Text block:
- Bible
- Ezekiel
- Chapter 18
- Verse 21
“But if the wicked will turn from all his sins that he hath committed, and keep all my statutes, and do that which is lawful and right, he shall surely live, he shall not die.”
My Notes
What Does Ezekiel 18:21 Mean?
God establishes the principle of individual repentance: "if the wicked will turn from all his sins that he hath committed, and keep all my statutes, and do that which is lawful and right, he shall surely live, he shall not die." The turning is comprehensive (from ALL sins), the keeping is comprehensive (ALL statutes), and the result is certain (shall SURELY live). The previous record of wickedness doesn't determine the final verdict.
The word "turn" (shuv — to return, to reverse direction, to come back) means the wicked person changes direction completely. The turning isn't selective (leaving some sins while keeping others). It's from all sins. The comprehensive departure from wickedness is the condition for life.
The "shall surely live, he shall not die" uses the doubled verb (chayo yichyeh — living he shall live) for emphatic certainty: the life promised to the repentant is as certain as the death promised to the unrepentant. The guarantee runs both directions. The person who turns will live as certainly as the person who doesn't turn will die.
Reflection Questions
- 1.How does the comprehensive turning (from ALL sins, keeping ALL statutes) differ from selective reform?

What is required:
Repeat word for word everything in the Ezekiel 18:21 commentary from "God establishes the" down to "condition for life.".

Material supplied:
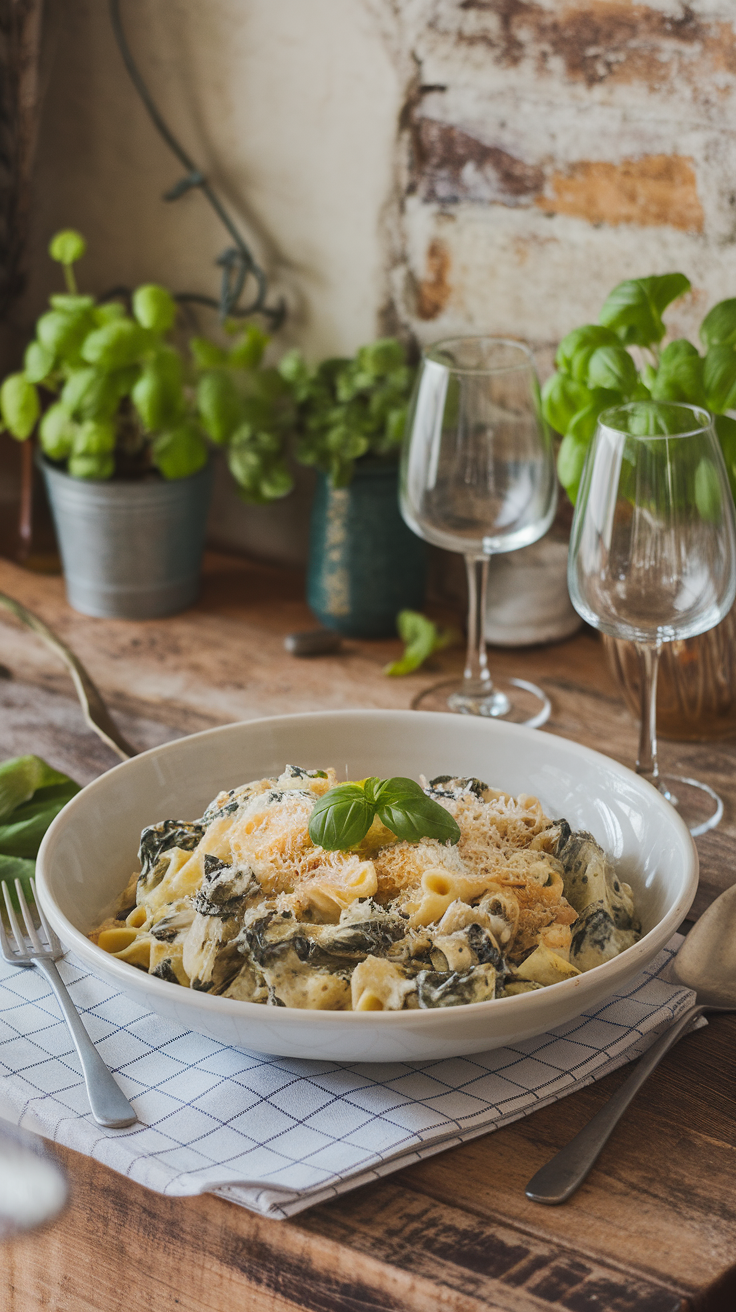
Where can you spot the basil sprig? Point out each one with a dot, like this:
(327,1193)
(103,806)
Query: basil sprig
(344,815)
(596,370)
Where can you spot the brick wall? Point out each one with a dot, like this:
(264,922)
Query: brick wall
(550,148)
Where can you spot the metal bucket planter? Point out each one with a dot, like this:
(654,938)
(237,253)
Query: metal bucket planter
(365,563)
(130,550)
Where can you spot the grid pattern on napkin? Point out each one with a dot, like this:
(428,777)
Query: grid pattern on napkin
(276,1134)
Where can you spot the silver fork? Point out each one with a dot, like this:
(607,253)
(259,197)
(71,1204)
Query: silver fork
(108,1102)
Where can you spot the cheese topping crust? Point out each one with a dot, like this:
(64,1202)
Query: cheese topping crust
(242,903)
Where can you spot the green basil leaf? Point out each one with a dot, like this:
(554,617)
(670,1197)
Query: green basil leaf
(206,353)
(571,458)
(91,394)
(95,437)
(108,312)
(221,407)
(421,638)
(404,808)
(726,429)
(154,307)
(116,345)
(38,361)
(19,406)
(709,492)
(341,818)
(680,377)
(158,394)
(180,451)
(612,368)
(719,326)
(248,352)
(419,634)
(678,350)
(719,378)
(57,432)
(22,831)
(71,301)
(63,331)
(20,778)
(67,247)
(634,307)
(562,398)
(579,344)
(381,357)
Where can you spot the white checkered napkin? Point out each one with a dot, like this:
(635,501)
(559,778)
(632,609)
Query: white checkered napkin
(278,1135)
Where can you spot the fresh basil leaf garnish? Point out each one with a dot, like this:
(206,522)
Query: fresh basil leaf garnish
(404,808)
(344,815)
(341,818)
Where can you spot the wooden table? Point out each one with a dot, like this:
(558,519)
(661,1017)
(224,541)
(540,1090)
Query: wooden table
(654,1230)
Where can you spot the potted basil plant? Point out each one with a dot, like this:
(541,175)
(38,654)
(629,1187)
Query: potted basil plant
(122,445)
(349,416)
(622,358)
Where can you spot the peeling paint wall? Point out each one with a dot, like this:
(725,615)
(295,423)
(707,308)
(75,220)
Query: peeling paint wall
(429,167)
(552,148)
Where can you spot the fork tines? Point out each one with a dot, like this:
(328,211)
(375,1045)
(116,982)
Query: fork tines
(21,950)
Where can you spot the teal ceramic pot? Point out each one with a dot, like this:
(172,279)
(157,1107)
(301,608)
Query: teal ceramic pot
(365,563)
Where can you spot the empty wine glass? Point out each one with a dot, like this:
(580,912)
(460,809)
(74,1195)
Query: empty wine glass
(478,476)
(652,554)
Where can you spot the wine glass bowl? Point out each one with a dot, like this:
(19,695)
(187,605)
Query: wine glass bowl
(652,554)
(478,478)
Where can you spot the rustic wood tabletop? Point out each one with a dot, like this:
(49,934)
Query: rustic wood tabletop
(654,1230)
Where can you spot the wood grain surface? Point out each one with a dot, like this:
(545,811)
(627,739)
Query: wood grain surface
(654,1230)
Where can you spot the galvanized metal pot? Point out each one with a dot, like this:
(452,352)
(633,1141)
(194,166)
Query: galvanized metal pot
(130,550)
(365,563)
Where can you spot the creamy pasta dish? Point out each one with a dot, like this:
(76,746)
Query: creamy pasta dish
(244,904)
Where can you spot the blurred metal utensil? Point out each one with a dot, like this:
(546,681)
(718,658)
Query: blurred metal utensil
(314,642)
(108,1102)
(33,1188)
(706,963)
(92,705)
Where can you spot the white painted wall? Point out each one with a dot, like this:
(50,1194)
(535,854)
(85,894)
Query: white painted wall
(290,108)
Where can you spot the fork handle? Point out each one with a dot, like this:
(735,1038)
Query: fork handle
(568,1168)
(108,1102)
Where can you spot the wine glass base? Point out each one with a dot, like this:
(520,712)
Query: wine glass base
(698,804)
(512,699)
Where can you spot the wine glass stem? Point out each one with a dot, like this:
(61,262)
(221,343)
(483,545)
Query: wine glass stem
(647,761)
(476,678)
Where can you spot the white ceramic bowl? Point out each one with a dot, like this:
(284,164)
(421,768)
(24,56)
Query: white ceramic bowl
(89,853)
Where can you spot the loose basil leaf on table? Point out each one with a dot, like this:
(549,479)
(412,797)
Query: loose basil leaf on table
(421,638)
(32,794)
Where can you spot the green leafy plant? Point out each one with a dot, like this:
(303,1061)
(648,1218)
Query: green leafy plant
(32,794)
(343,816)
(421,638)
(248,410)
(110,394)
(596,369)
(349,408)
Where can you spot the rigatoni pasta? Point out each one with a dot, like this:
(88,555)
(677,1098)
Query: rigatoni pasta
(244,904)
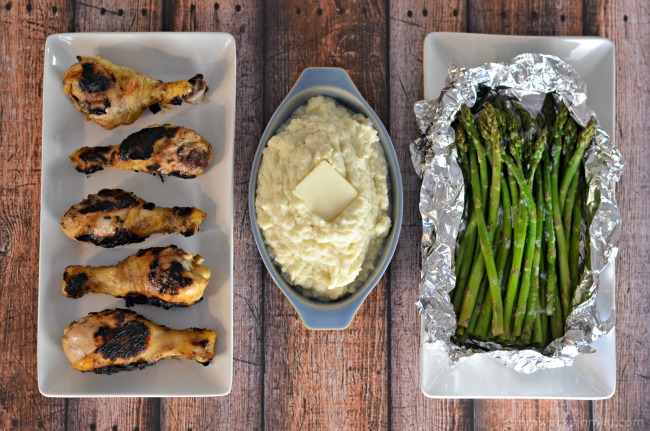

Finished exercise:
God establishes the principle of individual repentance: "if the wicked will turn from all his sins that he hath committed, and keep all my statutes, and do that which is lawful and right, he shall surely live, he shall not die." The turning is comprehensive (from ALL sins), the keeping is comprehensive (ALL statutes), and the result is certain (shall SURELY live). The previous record of wickedness doesn't determine the final verdict.
The word "turn" (shuv — to return, to reverse direction, to come back) means the wicked person changes direction completely. The turning isn't selective (leaving some sins while keeping others). It's from all sins. The comprehensive departure from wickedness is the condition for life.